Extracted material
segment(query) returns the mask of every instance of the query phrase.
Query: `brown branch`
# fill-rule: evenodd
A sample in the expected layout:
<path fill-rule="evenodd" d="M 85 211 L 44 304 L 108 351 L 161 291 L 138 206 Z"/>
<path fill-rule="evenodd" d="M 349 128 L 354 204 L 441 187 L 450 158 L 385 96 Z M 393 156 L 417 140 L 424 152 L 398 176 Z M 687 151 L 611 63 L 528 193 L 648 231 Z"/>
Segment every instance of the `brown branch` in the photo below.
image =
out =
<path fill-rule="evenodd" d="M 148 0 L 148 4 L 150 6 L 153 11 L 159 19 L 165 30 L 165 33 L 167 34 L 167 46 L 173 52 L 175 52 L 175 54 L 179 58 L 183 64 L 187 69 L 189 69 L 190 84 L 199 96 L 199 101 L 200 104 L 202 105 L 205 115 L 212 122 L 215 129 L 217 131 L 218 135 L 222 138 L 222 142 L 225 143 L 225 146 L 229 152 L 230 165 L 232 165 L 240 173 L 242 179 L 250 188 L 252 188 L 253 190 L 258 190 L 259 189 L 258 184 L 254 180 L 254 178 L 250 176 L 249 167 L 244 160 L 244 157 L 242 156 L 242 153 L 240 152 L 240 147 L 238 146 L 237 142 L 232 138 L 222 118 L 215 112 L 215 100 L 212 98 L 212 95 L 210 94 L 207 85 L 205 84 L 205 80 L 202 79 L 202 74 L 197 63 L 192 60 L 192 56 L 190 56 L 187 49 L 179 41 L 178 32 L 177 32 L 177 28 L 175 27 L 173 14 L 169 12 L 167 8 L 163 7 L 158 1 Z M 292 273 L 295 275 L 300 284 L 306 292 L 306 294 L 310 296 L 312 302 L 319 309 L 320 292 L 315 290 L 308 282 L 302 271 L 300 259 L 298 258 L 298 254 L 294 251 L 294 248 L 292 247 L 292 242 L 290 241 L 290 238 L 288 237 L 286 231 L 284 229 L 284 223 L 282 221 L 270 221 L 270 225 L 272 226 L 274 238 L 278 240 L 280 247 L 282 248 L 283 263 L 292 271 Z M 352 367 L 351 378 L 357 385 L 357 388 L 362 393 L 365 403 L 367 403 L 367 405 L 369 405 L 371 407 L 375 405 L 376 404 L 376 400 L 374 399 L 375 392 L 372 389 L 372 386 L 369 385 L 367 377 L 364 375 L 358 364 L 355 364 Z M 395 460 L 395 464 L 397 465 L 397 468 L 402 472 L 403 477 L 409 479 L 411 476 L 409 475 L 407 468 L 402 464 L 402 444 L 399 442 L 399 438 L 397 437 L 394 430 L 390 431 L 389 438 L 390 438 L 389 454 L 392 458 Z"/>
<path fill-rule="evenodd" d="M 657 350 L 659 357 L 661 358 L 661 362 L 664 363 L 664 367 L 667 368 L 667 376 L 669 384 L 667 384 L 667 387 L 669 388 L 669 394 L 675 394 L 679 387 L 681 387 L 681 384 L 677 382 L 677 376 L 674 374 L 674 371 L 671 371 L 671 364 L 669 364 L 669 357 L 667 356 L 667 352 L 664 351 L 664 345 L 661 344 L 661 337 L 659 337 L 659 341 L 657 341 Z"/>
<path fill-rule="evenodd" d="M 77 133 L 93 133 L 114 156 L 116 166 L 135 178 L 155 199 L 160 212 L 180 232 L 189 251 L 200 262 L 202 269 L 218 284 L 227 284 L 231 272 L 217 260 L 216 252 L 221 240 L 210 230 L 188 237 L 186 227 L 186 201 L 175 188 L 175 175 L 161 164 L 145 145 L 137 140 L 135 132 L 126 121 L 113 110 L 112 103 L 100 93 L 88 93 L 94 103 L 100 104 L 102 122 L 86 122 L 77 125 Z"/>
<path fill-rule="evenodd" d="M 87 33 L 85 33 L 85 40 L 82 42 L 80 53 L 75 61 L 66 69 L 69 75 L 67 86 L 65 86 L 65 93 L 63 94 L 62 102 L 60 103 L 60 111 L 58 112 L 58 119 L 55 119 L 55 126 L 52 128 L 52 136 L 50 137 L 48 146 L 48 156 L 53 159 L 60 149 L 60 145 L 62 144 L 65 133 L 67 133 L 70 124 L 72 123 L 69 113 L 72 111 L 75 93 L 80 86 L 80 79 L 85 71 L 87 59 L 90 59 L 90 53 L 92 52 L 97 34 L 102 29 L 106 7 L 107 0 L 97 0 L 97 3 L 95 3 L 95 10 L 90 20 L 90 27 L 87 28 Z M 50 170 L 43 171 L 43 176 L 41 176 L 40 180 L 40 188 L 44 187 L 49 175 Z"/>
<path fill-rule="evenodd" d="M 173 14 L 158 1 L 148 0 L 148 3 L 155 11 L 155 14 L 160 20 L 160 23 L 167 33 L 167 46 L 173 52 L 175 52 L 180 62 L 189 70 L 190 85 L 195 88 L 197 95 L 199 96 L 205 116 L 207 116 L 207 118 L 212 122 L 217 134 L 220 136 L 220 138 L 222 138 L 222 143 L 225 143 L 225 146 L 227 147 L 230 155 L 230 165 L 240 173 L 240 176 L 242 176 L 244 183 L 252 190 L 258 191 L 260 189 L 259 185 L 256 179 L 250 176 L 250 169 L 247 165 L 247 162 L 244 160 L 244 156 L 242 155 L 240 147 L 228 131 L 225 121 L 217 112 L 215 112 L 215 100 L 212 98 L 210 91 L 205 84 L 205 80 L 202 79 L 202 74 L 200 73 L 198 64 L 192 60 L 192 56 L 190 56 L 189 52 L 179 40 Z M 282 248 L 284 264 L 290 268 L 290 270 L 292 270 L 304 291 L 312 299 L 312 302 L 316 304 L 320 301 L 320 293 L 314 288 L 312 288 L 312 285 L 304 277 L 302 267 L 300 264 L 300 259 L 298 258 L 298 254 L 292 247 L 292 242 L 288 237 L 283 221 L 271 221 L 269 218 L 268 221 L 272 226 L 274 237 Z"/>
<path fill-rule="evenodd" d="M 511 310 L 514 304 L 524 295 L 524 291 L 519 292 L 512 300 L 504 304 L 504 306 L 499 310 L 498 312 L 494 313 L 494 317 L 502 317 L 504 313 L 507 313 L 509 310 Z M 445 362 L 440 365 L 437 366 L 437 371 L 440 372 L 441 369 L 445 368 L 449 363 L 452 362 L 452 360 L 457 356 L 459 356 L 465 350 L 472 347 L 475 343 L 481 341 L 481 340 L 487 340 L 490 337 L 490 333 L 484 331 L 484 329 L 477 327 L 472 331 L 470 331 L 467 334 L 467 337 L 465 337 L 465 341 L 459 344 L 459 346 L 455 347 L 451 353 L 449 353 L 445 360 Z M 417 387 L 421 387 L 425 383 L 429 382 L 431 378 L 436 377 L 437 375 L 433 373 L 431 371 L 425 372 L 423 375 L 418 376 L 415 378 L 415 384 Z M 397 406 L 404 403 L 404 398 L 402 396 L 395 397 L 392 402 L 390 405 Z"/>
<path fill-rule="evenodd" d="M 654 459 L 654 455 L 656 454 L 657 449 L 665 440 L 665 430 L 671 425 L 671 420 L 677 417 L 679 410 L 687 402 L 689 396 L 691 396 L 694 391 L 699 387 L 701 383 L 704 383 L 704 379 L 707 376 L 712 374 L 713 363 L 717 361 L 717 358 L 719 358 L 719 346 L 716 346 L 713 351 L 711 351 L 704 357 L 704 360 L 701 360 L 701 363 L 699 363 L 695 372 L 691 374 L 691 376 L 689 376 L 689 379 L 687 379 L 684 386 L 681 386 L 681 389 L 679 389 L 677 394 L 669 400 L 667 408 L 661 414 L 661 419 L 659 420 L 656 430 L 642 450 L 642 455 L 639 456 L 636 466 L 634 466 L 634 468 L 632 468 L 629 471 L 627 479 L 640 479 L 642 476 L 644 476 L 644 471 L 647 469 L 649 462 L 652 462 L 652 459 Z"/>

Exercise aim
Rewrite the listing from its first line through the line containing "349 128 L 354", changing "expected layout" to "required layout" and keeping everything else the same. Return only those lines.

Answer
segment(query) returns the mask of every instance of the query phrase.
Query: `brown branch`
# fill-rule: evenodd
A sample in the required layout:
<path fill-rule="evenodd" d="M 85 211 L 44 304 L 108 351 L 161 291 L 138 206 Z"/>
<path fill-rule="evenodd" d="M 349 128 L 354 204 L 441 187 L 450 158 L 385 96 Z M 393 156 L 417 140 L 424 152 L 398 176 Z M 687 151 L 611 63 L 528 193 L 648 231 Z"/>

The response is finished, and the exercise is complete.